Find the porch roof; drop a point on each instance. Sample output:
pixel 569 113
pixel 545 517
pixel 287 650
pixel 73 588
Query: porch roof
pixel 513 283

---

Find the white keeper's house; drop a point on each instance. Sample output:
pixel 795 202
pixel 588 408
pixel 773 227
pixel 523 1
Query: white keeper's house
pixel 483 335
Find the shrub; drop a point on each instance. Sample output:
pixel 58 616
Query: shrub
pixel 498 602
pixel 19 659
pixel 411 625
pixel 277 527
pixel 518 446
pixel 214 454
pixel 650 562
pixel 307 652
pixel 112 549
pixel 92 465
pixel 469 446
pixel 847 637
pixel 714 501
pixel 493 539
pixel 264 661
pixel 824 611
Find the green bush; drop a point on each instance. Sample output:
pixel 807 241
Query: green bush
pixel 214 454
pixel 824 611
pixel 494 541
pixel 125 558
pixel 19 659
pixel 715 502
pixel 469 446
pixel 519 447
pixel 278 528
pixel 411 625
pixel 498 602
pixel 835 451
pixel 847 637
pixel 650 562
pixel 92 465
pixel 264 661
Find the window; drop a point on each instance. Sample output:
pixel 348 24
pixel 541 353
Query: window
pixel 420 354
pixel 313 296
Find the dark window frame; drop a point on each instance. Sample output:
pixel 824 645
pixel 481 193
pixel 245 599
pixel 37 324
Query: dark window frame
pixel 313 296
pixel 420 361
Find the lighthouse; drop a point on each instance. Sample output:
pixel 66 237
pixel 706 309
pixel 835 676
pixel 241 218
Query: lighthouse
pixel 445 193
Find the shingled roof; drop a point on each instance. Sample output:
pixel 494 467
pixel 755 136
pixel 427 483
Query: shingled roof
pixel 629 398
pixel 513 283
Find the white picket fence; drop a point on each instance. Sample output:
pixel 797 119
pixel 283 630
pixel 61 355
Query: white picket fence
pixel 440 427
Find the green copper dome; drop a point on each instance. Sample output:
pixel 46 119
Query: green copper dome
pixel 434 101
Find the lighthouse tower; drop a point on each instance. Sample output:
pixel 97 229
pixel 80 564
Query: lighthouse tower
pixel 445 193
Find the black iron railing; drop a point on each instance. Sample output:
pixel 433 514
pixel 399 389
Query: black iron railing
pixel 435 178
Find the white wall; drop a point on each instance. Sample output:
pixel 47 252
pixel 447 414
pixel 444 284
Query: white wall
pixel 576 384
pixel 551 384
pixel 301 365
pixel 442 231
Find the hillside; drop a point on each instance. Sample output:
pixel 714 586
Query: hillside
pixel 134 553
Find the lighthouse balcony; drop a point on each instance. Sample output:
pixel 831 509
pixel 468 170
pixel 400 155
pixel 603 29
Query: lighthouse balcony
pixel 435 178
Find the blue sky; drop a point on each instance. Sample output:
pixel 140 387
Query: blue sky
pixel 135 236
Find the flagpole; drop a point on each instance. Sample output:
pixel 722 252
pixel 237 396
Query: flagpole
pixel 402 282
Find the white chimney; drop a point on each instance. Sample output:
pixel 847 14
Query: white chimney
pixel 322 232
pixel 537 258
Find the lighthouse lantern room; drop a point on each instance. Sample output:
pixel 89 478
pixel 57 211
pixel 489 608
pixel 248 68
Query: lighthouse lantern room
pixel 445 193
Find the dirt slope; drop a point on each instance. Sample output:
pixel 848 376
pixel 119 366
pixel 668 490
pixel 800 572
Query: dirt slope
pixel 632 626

--

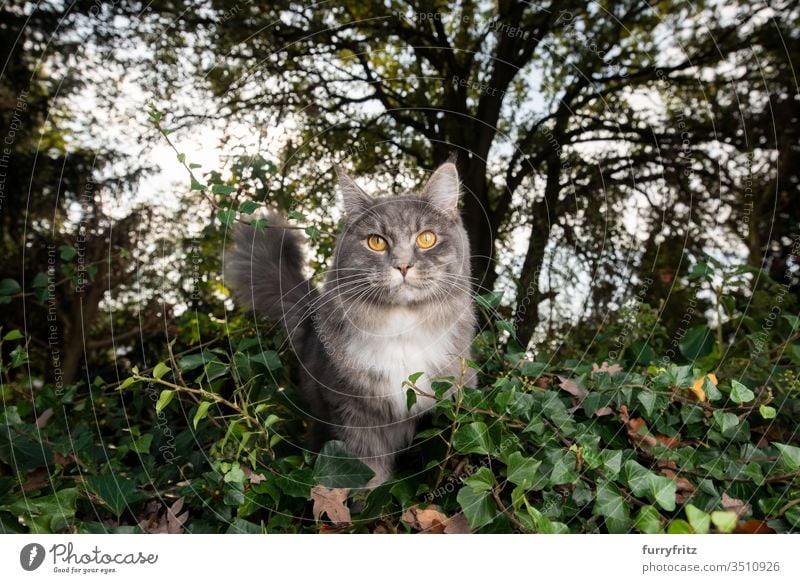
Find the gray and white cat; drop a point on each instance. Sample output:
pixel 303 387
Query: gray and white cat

GOAL OF THE EXERCISE — Copy out, without changes, the part of the records above that opens with the line containing "Find the white picket" and closes with the line containing "pixel 434 101", including both of those lines.

THE COMPLETED TASK —
Find the white picket fence; drop a point on each instance. Sample output:
pixel 797 119
pixel 283 630
pixel 61 355
Query: white picket fence
pixel 440 427
Find the green copper dome; drop a point on each instance. Sample output:
pixel 46 119
Query: green copper dome
pixel 434 101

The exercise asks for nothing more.